* [TRY IT]
Print every line below without adding or leaving out a single word.

* [DATA FOR REVIEW]
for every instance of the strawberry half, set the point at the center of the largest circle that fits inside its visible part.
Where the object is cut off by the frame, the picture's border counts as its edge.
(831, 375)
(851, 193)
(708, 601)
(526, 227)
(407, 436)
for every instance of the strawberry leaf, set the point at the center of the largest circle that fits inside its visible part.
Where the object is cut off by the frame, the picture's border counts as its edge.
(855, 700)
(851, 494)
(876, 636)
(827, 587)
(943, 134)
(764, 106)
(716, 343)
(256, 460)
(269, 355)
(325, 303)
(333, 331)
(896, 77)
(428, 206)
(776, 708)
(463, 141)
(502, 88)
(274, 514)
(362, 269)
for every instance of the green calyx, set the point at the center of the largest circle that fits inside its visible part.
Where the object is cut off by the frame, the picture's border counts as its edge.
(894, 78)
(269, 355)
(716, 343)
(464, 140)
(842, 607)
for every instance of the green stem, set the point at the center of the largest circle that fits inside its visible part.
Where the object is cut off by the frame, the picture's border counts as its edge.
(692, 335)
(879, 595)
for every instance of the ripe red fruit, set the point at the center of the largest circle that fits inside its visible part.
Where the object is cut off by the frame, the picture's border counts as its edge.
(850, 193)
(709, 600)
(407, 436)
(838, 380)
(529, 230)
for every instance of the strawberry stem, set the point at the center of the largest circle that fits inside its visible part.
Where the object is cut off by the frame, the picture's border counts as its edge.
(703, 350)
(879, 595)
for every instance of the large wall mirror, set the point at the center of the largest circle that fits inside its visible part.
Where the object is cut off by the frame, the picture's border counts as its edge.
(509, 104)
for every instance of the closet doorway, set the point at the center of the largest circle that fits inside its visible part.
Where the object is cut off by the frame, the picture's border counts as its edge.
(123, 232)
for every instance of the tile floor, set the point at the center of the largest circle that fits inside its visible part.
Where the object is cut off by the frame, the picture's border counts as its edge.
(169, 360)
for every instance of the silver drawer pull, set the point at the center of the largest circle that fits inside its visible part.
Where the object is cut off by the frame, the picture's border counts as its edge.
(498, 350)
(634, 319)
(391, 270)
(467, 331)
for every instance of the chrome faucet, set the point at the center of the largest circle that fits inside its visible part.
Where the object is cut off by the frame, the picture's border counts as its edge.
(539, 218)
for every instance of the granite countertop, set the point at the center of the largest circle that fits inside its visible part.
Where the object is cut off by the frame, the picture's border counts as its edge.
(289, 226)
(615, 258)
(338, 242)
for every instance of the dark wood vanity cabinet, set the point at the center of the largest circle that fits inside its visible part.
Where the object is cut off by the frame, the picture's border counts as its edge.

* [SOLUTION FOR THIS TASK]
for every instance of the strawberry half, set the point at the center of the largest circle that fits inside its visible part.
Where the object is cut off by the frame, the picture's border counts as its edge.
(831, 375)
(851, 193)
(708, 601)
(526, 227)
(407, 436)
for every instance of the strawberry leaf, set the point at the center of the largest circle that fits inside its visible part.
Where the object is cut off by the frame, the picture's border counts as its edge.
(855, 700)
(851, 494)
(876, 636)
(827, 587)
(943, 134)
(764, 106)
(716, 343)
(256, 460)
(269, 355)
(325, 303)
(333, 331)
(896, 77)
(428, 206)
(776, 708)
(463, 141)
(502, 88)
(274, 514)
(362, 269)
for every instance of the green calyx, set the point at the center of the largest circle that fits inside its visible part.
Where the object is cut off by the frame, the picture's border counts as its edge.
(894, 78)
(269, 355)
(716, 343)
(464, 140)
(842, 607)
for every instance of the green stem, set the point at the center of the largest circle that fits inside its visible part.
Where the object is cut off by the frame, the picture's border counts as its edge.
(692, 335)
(879, 595)
for every instance of the ripe red fruit, set the point at the center of the largest circle that fits inside its visible part.
Where the object is cut off by the frame, the picture's border counts as its edge.
(850, 193)
(709, 600)
(407, 436)
(838, 380)
(529, 230)
for every instance of the strawberry stem, set the point at the center of the largest circle that fits inside its visible part.
Where the object is cut off by the frame, the picture's border counts as its edge.
(703, 350)
(879, 595)
for every instance of the large wall mirror, set the point at the center of the largest circle that fits inside its visible part.
Where the object is cut off by the frame, the picture's border counts as its edge.
(509, 104)
for every instance of the closet doorway, set the point at the center of the largest circle that fits inside its visible part.
Where the object is cut off by the frame, the picture's border counts as its edge.
(123, 232)
for every instance of the tile floor, set the point at the center of the largest circle that fits inside its visible part.
Where the object is cut off by the frame, the picture's border counts as its edge.
(169, 360)
for every instance of the silver drawer pull, set the point at the center of the largest circle that fits inside its visible part.
Where the object is cut off by the frame, the picture's border counts as its edge.
(498, 350)
(634, 319)
(391, 270)
(467, 331)
for every instance of the chrome faucet, set the point at the center of the largest circle that fits inside its visible part.
Where the object is cut off by the frame, the picture's border counts as its edge.
(539, 218)
for every instance of the granite countertop, set the point at the center of the largest circle that fits inside its visible part.
Where the object is cut off by the frame, the picture's border counts as its edge.
(289, 226)
(615, 258)
(338, 242)
for every instance of the dark wood vanity cabinet, set the point at the center of the largest circle that fits inside its visible part.
Where the object is cut off by the frame, the picture's border counts as its edge.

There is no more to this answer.